## OBJECTIVE 1
Reproduce word for word the entries from the line containing "of the long" through the last line of the entries, with both of those lines included.

## EXTRACTED TEXT
══════════════════════════════

Dykvelt reported that James was bitterly mortified by the conduct
of the Prince and Princess. "My nephew's duty," said the King,
"is to strengthen my hands. But he has always taken a pleasure in
crossing me." Dykvelt answered that in matters of private concern
His Highness had shown, and was ready to show, the greatest
deference to the King's wishes; but that it was scarcely
reasonable to expect the aid of a Protestant prince against the
Protestant religion.265 The King was silenced, but not appeased.
He saw, with ill humour which he could not disguise, that Dykvelt
was mustering and drilling all the various divisions of the
opposition with a skill which would have been creditable to the
ablest English statesman, and which was marvellous in a
foreigner. The clergy were told that they would find the Prince a
friend to episcopacy and to the Book of Common Prayer. The
Nonconformists were encouraged to expect from him, not only
toleration, but also comprehension. Even the Roman Catholics were
conciliated; and some of the most respectable among them
declared, to the King's face, that they were satisfied with what
Dykvelt proposed, and that they would rather have a toleration,
secured by statute, than an illegal and precarious ascendency.266
The chiefs of all the important sections of the nation had
frequent conferences in the presence of the dexterous Envoy. At
these meetings the sense of the Tory party was chiefly spoken by
the Earls of Danby and Nottingham. Though more than eight years
had elapsed since Danby had fallen from power, his name was still
great among the old Cavaliers of England; and many even of those
Whigs who had formerly persecuted him were now disposed to admit
that he had suffered for faults not his own, and that his zeal
for the prerogative, though it had often misled him, had been
tempered by two feelings which did him honour, zeal for the
established religion, and zeal for the dignity and independence
of his country. He was also highly esteemed at the Hague, where
it was never forgotten that he was the person who, in spite of
the influence of France and of the Papists, had induced Charles
to bestow the hand of the Lady Mary on her cousin.
Daniel Finch, Earl of Nottingham, a nobleman whose name will
frequently recur in the history of three eventful reigns, sprang
from a family of unrivalled forensic eminence. One of his kinsmen
had borne the seal of Charles the First, had prostituted eminent
parts and learning to evil purposes, and had been pursued by the
vengeance of the Commons of England with Falkland at their head.

══════════════════════════════

## OBJECTIVE 2
In the passage on Dykvelt's mission, who chiefly spoke for the Tory party at the meetings held in the Envoy's presence?

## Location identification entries
══════════════════════════════

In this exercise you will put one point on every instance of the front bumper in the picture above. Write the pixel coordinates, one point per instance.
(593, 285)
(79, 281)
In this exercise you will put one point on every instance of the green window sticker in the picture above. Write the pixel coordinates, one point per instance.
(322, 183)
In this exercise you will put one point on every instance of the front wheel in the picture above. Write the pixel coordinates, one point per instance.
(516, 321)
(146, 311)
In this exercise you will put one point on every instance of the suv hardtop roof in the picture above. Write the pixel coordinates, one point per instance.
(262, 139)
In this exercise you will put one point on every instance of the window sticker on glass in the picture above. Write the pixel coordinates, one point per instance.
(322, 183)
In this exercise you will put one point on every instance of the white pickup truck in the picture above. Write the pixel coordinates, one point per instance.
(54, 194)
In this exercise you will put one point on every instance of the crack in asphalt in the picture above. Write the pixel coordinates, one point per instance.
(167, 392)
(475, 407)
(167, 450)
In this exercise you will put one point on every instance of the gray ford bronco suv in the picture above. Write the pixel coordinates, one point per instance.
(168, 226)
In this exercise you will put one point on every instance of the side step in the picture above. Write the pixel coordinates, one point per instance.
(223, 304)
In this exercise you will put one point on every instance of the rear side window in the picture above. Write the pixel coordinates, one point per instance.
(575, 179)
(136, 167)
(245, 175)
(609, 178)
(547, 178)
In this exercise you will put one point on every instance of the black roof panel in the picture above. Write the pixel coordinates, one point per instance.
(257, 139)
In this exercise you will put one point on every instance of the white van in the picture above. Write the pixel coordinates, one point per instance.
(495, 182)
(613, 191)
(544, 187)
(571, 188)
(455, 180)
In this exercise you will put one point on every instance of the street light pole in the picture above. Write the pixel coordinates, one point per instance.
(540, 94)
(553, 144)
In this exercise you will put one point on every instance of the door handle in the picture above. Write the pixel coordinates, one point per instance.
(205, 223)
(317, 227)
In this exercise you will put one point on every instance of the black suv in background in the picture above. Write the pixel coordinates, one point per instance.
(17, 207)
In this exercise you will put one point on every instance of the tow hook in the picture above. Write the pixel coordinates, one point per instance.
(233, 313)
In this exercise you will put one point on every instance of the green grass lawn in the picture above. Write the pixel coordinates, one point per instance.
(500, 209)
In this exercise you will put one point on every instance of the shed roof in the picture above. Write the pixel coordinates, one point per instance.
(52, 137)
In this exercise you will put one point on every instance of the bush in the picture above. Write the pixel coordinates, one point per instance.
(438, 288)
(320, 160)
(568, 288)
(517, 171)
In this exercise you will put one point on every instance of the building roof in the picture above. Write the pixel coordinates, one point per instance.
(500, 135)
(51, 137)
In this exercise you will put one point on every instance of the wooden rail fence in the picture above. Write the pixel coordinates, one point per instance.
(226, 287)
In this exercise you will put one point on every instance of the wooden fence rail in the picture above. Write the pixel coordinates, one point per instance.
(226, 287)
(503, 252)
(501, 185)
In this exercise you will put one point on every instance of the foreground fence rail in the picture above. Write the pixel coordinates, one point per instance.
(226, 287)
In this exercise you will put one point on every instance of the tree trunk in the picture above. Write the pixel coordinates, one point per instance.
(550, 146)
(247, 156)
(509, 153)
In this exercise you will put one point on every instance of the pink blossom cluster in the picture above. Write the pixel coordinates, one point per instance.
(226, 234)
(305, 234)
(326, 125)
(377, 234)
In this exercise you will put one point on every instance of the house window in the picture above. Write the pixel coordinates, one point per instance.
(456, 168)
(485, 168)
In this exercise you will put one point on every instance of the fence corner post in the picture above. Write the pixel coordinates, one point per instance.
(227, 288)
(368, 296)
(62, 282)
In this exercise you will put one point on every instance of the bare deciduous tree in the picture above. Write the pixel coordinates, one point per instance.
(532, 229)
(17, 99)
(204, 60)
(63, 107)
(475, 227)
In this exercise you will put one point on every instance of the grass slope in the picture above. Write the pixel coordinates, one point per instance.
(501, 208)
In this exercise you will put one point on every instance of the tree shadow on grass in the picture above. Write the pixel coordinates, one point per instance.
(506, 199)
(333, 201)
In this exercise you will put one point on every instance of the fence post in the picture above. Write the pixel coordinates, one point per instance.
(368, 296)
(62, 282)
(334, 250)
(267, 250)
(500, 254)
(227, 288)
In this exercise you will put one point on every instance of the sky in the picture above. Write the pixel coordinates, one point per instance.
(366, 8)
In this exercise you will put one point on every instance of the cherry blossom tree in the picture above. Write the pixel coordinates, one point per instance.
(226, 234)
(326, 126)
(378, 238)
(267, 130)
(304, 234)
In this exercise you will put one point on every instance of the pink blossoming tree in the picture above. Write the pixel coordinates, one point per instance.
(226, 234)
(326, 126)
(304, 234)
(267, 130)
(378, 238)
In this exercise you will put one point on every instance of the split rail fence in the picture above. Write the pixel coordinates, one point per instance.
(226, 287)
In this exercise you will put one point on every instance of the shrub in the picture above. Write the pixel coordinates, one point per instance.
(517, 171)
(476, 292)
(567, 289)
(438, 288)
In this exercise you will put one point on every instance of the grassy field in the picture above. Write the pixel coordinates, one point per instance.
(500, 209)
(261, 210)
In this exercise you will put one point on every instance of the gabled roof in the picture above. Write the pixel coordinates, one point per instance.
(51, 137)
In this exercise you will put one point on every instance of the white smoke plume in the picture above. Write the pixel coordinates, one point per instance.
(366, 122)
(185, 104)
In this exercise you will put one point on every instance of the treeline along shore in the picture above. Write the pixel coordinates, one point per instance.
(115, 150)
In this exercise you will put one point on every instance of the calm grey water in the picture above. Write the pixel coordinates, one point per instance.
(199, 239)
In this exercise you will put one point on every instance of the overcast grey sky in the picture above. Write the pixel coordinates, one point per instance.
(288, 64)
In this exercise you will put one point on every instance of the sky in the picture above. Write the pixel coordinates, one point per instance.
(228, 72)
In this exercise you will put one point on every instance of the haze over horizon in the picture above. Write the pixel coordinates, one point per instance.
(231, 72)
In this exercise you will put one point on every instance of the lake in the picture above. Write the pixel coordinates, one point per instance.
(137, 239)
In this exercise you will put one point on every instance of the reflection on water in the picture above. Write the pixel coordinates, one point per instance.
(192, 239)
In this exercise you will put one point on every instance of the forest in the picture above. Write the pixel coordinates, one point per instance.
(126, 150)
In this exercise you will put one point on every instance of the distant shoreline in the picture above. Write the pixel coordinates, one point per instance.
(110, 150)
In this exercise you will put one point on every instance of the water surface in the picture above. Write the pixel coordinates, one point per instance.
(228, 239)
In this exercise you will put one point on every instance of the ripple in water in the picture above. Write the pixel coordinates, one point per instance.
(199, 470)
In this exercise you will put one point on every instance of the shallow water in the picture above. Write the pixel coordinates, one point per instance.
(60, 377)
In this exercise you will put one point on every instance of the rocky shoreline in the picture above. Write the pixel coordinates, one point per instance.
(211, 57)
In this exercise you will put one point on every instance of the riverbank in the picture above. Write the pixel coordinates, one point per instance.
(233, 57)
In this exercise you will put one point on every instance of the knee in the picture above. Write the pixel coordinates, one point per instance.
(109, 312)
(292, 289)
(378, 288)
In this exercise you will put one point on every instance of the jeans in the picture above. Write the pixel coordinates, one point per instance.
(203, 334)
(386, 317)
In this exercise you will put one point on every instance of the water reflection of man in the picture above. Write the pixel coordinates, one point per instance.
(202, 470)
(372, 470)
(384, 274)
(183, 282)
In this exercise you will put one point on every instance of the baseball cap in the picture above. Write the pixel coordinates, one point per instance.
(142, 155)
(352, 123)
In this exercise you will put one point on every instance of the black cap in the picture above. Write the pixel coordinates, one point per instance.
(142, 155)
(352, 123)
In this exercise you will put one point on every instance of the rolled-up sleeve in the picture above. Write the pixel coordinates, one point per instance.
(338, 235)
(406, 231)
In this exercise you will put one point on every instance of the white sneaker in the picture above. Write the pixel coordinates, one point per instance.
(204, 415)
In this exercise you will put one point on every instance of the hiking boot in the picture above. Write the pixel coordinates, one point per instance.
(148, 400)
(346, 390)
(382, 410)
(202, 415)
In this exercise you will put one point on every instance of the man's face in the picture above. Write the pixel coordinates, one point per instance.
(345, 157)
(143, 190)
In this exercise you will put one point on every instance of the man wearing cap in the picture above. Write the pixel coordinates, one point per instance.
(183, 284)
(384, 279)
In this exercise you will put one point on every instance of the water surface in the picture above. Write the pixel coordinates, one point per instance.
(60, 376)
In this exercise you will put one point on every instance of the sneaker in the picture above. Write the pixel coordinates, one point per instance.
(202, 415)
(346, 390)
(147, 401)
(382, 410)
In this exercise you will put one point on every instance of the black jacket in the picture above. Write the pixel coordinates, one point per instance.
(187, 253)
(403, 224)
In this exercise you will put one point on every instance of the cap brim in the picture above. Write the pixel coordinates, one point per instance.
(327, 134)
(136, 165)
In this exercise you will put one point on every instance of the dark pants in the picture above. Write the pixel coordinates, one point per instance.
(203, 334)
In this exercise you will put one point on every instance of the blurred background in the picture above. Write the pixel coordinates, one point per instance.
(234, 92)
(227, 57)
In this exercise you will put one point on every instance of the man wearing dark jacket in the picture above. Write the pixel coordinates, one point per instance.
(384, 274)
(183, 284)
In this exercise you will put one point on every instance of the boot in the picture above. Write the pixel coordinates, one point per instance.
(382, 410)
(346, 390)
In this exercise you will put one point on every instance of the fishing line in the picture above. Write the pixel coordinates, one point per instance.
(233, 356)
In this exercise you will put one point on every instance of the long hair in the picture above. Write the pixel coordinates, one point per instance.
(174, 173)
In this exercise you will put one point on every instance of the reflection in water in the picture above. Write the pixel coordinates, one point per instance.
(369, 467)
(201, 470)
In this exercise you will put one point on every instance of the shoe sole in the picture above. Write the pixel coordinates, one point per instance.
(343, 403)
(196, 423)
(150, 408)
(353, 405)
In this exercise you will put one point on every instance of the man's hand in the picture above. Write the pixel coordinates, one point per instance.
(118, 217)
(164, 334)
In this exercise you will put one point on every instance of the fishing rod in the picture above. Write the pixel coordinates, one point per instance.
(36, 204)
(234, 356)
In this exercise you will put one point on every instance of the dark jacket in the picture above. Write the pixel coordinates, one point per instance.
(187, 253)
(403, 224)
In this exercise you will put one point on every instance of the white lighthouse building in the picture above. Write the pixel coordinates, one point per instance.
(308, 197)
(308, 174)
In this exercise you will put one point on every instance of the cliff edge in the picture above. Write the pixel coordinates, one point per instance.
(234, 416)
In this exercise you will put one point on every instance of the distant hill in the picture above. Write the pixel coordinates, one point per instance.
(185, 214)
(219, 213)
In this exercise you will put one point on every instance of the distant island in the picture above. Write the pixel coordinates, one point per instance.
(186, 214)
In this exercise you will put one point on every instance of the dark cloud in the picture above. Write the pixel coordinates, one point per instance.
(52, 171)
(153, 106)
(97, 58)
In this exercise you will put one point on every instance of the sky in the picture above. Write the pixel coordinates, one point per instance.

══════════════════════════════

## CORRECT ANSWER 1
In this exercise you will put one point on every instance of the long hair in the picture above. Write the pixel coordinates, one point per instance.
(174, 173)
In this exercise you will put one point on every instance of the reflection in water in the picture above. Write the pixel coordinates, one point per instance.
(369, 467)
(201, 470)
In this exercise you will put one point on every instance of the shoe sole in the picture above. Write the pixel coordinates, one point per instance.
(343, 403)
(196, 423)
(150, 408)
(353, 405)
In this exercise you will put one point on every instance of the man's hand in the picture above. Write the pixel coordinates, one point per instance.
(118, 217)
(164, 334)
In this exercise you will put one point on every instance of the fishing rod in the picture above. Write the pixel coordinates, one point per instance.
(36, 204)
(234, 356)
In this exercise you will put one point on every instance of the dark jacket in the picture above. Write the pixel coordinates, one point per instance.
(187, 253)
(403, 224)
In this exercise you will put one point on every instance of the white lighthouse building in the picture above. Write the pixel coordinates, one point per instance.
(308, 197)
(308, 174)
In this exercise you will put one point on every instance of the cliff edge in the picture above. Write the pixel coordinates, one point per instance.
(234, 416)
In this exercise you will put one point on every instance of the distant hill in the picture above. Write the pixel coordinates, one point per instance.
(185, 214)
(219, 213)
In this exercise you will put one point on every instance of the distant island in the picture above. Write the pixel coordinates, one point per instance.
(186, 214)
In this exercise you will put one point on every instance of the dark cloud in the picture above. Write the pixel coordinates, one point per instance.
(52, 171)
(153, 106)
(97, 58)
In this exercise you will put one point on every instance of the sky in the picture above. Write the pixel coordinates, one point per instance.

## CORRECT ANSWER 2
The Earls of Danby and Nottingham.